> **YOUR TASK**
Output an exact reproduction of the data.
====== MATERIAL SHOWN ======
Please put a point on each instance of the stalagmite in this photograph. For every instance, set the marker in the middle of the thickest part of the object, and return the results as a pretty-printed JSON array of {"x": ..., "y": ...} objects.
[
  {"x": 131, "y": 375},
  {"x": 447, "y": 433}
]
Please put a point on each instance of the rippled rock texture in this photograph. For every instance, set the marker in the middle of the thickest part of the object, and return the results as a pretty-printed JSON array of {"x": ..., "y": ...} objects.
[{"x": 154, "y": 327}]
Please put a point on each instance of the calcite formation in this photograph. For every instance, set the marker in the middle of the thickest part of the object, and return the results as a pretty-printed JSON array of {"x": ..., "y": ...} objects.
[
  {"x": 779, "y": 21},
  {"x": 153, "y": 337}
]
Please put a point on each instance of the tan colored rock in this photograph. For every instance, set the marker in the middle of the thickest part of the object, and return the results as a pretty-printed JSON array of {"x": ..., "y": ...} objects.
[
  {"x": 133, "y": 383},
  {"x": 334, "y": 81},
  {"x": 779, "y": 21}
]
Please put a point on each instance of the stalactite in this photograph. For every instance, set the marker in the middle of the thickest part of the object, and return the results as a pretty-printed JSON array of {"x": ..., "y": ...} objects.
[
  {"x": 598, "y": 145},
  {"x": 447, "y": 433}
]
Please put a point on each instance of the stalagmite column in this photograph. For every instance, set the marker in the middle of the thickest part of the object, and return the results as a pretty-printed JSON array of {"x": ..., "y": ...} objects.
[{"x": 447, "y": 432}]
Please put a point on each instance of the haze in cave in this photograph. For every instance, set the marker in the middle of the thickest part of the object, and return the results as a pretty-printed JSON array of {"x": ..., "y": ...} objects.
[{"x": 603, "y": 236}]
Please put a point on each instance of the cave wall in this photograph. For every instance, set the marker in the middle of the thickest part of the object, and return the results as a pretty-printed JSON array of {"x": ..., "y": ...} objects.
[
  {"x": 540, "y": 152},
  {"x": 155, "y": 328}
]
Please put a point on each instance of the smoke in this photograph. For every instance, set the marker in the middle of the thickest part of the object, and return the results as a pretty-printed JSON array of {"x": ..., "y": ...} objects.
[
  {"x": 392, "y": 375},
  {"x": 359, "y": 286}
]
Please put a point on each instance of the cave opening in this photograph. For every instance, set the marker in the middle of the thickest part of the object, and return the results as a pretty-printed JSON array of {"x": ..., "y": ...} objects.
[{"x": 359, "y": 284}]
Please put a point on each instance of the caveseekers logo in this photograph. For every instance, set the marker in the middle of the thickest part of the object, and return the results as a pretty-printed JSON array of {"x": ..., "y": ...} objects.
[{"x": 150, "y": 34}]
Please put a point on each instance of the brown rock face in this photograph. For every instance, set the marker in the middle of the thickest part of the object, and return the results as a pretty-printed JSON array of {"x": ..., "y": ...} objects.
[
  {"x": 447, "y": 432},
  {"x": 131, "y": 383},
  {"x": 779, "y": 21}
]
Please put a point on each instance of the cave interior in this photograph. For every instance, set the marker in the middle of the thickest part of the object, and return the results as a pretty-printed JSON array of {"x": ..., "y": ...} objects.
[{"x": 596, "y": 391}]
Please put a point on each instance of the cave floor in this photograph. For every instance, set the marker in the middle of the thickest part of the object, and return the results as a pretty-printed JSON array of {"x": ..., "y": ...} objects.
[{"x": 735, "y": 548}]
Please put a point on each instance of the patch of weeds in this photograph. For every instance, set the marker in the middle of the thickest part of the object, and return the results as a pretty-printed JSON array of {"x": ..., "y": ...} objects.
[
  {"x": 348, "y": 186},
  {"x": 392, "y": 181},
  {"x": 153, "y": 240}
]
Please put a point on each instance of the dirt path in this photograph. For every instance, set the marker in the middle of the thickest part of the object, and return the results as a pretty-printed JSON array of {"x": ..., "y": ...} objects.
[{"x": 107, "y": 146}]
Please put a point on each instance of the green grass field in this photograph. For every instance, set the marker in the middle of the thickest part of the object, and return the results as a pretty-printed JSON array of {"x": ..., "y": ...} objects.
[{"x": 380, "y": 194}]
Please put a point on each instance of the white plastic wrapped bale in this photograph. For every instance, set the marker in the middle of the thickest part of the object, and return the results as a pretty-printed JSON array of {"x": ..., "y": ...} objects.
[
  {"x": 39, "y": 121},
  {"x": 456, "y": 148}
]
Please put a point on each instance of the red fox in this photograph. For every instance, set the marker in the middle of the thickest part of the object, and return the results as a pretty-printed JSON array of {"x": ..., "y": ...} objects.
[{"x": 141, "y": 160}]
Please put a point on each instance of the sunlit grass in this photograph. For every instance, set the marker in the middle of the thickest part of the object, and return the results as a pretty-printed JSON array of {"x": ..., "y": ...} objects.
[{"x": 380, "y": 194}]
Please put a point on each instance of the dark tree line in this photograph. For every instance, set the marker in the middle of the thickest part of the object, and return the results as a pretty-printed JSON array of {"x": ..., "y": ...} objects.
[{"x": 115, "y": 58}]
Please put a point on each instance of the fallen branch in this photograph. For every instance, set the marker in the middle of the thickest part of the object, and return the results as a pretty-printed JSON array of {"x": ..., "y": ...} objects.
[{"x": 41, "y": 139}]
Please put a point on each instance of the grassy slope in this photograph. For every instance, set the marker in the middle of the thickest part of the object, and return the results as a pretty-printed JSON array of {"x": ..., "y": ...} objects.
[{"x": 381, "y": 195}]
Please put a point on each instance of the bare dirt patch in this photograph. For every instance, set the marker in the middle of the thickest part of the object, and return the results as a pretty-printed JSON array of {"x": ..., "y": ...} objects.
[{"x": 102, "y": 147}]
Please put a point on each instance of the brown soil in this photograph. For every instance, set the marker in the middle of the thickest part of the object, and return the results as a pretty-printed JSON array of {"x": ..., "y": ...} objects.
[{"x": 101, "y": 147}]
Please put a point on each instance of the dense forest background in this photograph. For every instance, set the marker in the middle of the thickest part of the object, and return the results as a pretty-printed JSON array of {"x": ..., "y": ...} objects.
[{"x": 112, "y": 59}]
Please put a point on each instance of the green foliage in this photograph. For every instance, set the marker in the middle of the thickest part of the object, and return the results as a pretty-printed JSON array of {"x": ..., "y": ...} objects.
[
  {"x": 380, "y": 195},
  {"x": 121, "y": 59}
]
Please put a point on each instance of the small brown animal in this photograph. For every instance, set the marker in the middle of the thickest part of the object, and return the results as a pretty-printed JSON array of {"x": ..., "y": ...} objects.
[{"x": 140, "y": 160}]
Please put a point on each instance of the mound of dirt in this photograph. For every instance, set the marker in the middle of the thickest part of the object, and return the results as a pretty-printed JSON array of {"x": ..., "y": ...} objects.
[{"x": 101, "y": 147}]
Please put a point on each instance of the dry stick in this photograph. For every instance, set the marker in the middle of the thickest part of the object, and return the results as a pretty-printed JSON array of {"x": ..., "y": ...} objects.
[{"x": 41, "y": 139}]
======
> **THE ANSWER**
Please put a point on each instance of the stalagmite in this photograph. For every instance, set the marker in the middle of the thickest part of the object, and return the results as a pretty-printed JSON array of {"x": ..., "y": ...} objects.
[
  {"x": 131, "y": 375},
  {"x": 447, "y": 433}
]
Please put a point on each instance of the rippled rock texture in this photograph. For every instance, set the marker in the middle of the thickest part of the object, and return the results as a pretty-printed JSON array of {"x": ..., "y": ...} objects.
[{"x": 154, "y": 327}]
Please put a point on each instance of the calcite formation in this photograph. For every instance, set the marker in the middle of the thickest part of the object, and return the results as a pretty-printed JSON array of {"x": ..., "y": ...} objects.
[
  {"x": 779, "y": 21},
  {"x": 153, "y": 337}
]
Please put a point on each instance of the tan colored rock in this photograph. For every instance, set the marker in the middle of the thickest part of the object, and return the results as a pretty-printed JSON array of {"x": ..., "y": ...} objects.
[
  {"x": 133, "y": 383},
  {"x": 334, "y": 81},
  {"x": 779, "y": 21}
]
Please put a point on each instance of the stalactite in this photograph. For every instance, set the marker in the middle of the thickest part of the object, and return the results as a pretty-printed JSON array of {"x": ..., "y": ...} objects.
[
  {"x": 598, "y": 145},
  {"x": 447, "y": 433}
]
Please put a point on each instance of the stalagmite column in this photograph. For every instance, set the marker in the middle of the thickest part of the object, and return the results as a pretty-printed JSON array of {"x": ..., "y": ...} objects.
[{"x": 447, "y": 432}]
Please put a point on each instance of the haze in cave in this photograph. For every instance, set the marker in the middle of the thickest part of the object, and return the results as a pretty-printed JSON array of {"x": ..., "y": ...} objects.
[{"x": 603, "y": 236}]
Please put a point on each instance of the cave wall in this photograph. For every instance, set the marker in the middle of the thickest part of the object, and return the results as a pretty-printed JSON array of {"x": ..., "y": ...} objects.
[
  {"x": 540, "y": 152},
  {"x": 155, "y": 328}
]
Please put a point on each instance of the smoke in this photograph. For every instance, set the marker in the middle of the thickest part of the object, and return the results as a pretty-printed JSON array of {"x": ..., "y": ...} objects.
[
  {"x": 392, "y": 375},
  {"x": 359, "y": 286}
]
Please put a point on each instance of the cave opening in this photograph. For every instance, set the marker in the middle of the thickest part of the object, and return the results as a pretty-printed JSON array of {"x": ..., "y": ...} objects.
[{"x": 359, "y": 284}]
Please put a point on each instance of the caveseekers logo in this photograph. For every instance, set the marker in the middle of the thickest part of the object, and return the results as a pretty-printed JSON array of {"x": ..., "y": ...} objects.
[{"x": 150, "y": 34}]
Please put a point on each instance of the brown rock face in this photograph. For every instance, set the marker in the middle of the thickest part of the object, and return the results as a pretty-printed JSON array of {"x": ..., "y": ...} objects.
[
  {"x": 447, "y": 432},
  {"x": 131, "y": 383},
  {"x": 779, "y": 21}
]
Please put a point on each instance of the cave interior in this photograph. For every instance, set the marker in the middle of the thickest part of the object, and return the results as a pretty-printed JSON array of {"x": ..., "y": ...} objects.
[{"x": 596, "y": 391}]
Please put a point on each instance of the cave floor in this photograph. For every instance, set the marker in the middle of the thickest part of the object, and return the results as a pretty-printed JSON array of {"x": ..., "y": ...} objects.
[{"x": 735, "y": 548}]
Please put a point on each instance of the patch of weeds in this photograph. For every instance, set the marker in the middle of the thickest part of the object, and return the results as a pretty-printed JSON array of {"x": ..., "y": ...} objects.
[
  {"x": 348, "y": 186},
  {"x": 392, "y": 181},
  {"x": 153, "y": 240}
]
Please put a point on each instance of the dirt path in this photograph. For every instance, set the marker in the middle of the thickest part of the object, and return the results as a pretty-printed JSON array of {"x": ..., "y": ...} objects.
[{"x": 107, "y": 146}]
Please put a point on each instance of the green grass field in this photograph. For every instance, set the marker in the middle of the thickest part of the object, and return the results as a pretty-printed JSON array of {"x": ..., "y": ...} objects.
[{"x": 380, "y": 194}]
Please put a point on each instance of the white plastic wrapped bale in this photograph. For every instance, set the marker in the middle of the thickest part of the object, and return the results as a pretty-printed JSON array of {"x": ..., "y": ...} objects.
[
  {"x": 39, "y": 121},
  {"x": 456, "y": 148}
]
Please put a point on each instance of the red fox in this photograph. For every instance, set the marker in the middle of the thickest part of the object, and return the results as a pretty-printed JSON array of {"x": ..., "y": ...} objects.
[{"x": 141, "y": 160}]
Please put a point on each instance of the sunlit grass in this photograph. For every instance, set the marker in the middle of the thickest part of the object, and return the results as a pretty-printed JSON array of {"x": ..., "y": ...} objects.
[{"x": 380, "y": 194}]
Please put a point on each instance of the dark tree line in this photograph. For every instance, set the marker in the middle of the thickest part of the object, and return the results as a pretty-printed JSON array of {"x": ..., "y": ...} objects.
[{"x": 115, "y": 58}]
Please put a point on each instance of the fallen branch in this photograph. For every instance, set the marker in the middle of the thickest part of the object, and return the results as a pretty-printed JSON array of {"x": ..., "y": ...} objects.
[{"x": 41, "y": 139}]
Please put a point on each instance of the grassy slope in this photograph. For every instance, set the marker in the middle of the thickest part of the object, and return the results as a pretty-printed JSON array of {"x": ..., "y": ...} objects.
[{"x": 381, "y": 195}]
Please put a point on each instance of the bare dirt patch in this photograph. For every instance, set the marker in the middle of the thickest part of the object, and return the results as a pretty-printed JSON array of {"x": ..., "y": ...} objects.
[{"x": 102, "y": 147}]
Please put a point on each instance of the brown soil in this photograph. For every instance, set the marker in the middle of the thickest part of the object, and return the results as a pretty-printed JSON array of {"x": ..., "y": ...} objects.
[{"x": 101, "y": 147}]
Please put a point on each instance of the dense forest background in this photograph. For every instance, set the marker in the middle of the thickest part of the object, and return the results as a pretty-printed JSON array of {"x": ..., "y": ...} objects.
[{"x": 112, "y": 59}]
Please put a point on each instance of the green foliage in this photograph. For every instance, set the marker in the middle of the thickest part of the object, and return the results as a pretty-printed JSON array of {"x": ..., "y": ...} objects.
[
  {"x": 380, "y": 195},
  {"x": 121, "y": 59}
]
Please put a point on each instance of the small brown animal in this photograph. For every instance, set the marker in the middle of the thickest part of the object, and return the results as a pretty-printed JSON array of {"x": ..., "y": ...} objects.
[{"x": 140, "y": 160}]
Please put a point on each instance of the mound of dirt in this photograph. For every instance, set the marker in the middle of the thickest part of the object, and return the results as a pretty-printed JSON array of {"x": ..., "y": ...} objects.
[{"x": 101, "y": 147}]
Please put a point on each instance of the dry stick in this photograph. For every instance, set the marker in the middle of the thickest part of the object, and return the results as a pretty-printed JSON array of {"x": ..., "y": ...} objects.
[{"x": 41, "y": 139}]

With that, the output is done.